START Record extracts
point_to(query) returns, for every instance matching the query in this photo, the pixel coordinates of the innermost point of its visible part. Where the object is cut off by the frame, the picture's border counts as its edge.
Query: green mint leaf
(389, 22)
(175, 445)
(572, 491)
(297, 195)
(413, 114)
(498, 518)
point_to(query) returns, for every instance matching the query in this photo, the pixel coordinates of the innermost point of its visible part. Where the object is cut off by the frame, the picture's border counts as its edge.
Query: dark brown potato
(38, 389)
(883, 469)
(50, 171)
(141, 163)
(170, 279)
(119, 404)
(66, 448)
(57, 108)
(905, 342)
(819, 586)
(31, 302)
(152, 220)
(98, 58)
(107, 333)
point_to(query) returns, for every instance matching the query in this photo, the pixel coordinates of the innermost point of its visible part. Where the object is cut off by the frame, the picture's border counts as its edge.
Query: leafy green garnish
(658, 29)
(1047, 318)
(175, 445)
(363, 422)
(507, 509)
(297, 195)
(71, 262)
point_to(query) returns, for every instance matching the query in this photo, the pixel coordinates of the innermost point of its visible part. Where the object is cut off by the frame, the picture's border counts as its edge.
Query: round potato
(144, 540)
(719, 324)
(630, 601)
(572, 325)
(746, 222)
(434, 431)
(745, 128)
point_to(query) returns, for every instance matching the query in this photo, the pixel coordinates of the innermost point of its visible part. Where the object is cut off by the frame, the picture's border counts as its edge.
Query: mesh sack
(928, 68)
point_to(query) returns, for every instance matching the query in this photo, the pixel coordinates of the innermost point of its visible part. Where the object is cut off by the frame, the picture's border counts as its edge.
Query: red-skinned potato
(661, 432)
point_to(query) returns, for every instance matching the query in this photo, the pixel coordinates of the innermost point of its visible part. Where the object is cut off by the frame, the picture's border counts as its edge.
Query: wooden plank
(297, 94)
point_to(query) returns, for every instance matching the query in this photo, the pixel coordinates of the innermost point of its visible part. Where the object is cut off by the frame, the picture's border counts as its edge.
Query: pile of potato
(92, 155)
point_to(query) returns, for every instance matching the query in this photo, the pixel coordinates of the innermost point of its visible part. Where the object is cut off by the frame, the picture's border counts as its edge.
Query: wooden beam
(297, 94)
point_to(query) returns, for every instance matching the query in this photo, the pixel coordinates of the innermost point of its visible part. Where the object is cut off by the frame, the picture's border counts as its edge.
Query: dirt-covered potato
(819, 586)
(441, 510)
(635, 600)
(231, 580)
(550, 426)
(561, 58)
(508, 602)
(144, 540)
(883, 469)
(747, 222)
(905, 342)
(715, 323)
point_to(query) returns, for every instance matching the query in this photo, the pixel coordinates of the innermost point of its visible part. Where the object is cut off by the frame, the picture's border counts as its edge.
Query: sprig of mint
END Record extracts
- _Your objective_:
Please repeat the entries above exactly as they read.

- _Response area_:
point_to(query) returns, for every instance matching the query in this photo, the pixel coordinates of the innermost point of its visible part. Where the object is cut off by the frame, the picture's border counts as its edge.
Query: green mint leaf
(389, 22)
(175, 445)
(572, 491)
(297, 195)
(413, 114)
(498, 518)
point_to(query) returns, for every instance matching the query in this photo, the pixel coordinates of the innermost point of its visible part. Where the object is cut off by the frame, the picture's border counts as its edge.
Query: dark brown potato
(38, 389)
(883, 469)
(50, 171)
(141, 163)
(170, 279)
(119, 404)
(66, 448)
(57, 108)
(905, 342)
(819, 586)
(31, 302)
(152, 220)
(98, 58)
(107, 333)
point_to(query) returns, for every instance matching the query in this photo, the pixel coordinates of the innermost point of its visible part. Where the object is cut off by the frame, the picture's border counts as its edge.
Query: leafy green garnish
(658, 29)
(1047, 318)
(175, 445)
(363, 422)
(507, 509)
(297, 195)
(71, 262)
point_to(query) returns, for every instance matching the query in this photo, the pixel coordinates of the innermost point of its visible part. Where the object is cut off by the frame, the picture's border counts as its edge.
Query: round potato
(144, 540)
(719, 324)
(630, 601)
(572, 325)
(746, 222)
(434, 431)
(745, 128)
point_to(query) returns, for every instance matching the query in this photo, the pixel coordinates of the innermost point of its visible part. Where the object is cut off by the frame, the picture's border counts as its edge.
Query: mesh sack
(928, 68)
point_to(query) returns, for every instance matching the query in this photo, the pixel coordinates of the innermost point of its visible part. Where the object is cut off by the frame, the picture's border counts as its edge.
Query: red-skinned potato
(661, 432)
point_to(query) returns, for every instance matching the query in this photo, the pixel coordinates of the innermost point of its visible part. Where the object is cut off by the frame, the picture's border counts as its edge.
Query: wooden plank
(297, 94)
point_to(query) returns, for every instance matching the query in this photo, the pixel coordinates of the innermost point of its visible part. Where the object is cut off by the frame, the picture's border counts as its edge.
Query: pile of potato
(92, 155)
point_to(query) returns, for every instance matching the query in this photo, the pixel coordinates of the innermost point of its visible part. Where the object is cut off by the frame, the picture's border counts as its edge.
Query: wooden beam
(297, 94)
point_to(query) returns, for every instance matching the query in this photo, the pixel coordinates of the innermost point of its visible part. Where the object is cut off by the frame, the picture's border counts as its edge.
Query: dirt-covered potato
(819, 586)
(441, 510)
(635, 600)
(231, 580)
(550, 426)
(561, 58)
(508, 602)
(144, 540)
(883, 469)
(747, 222)
(905, 342)
(715, 323)
point_to(query) returns, for every instance matching the query in this photo, the pixel coordinates of the innermost point of its visible part. Where the object is cut off by the frame, the picture's border counts as its edge.
Query: sprig of mint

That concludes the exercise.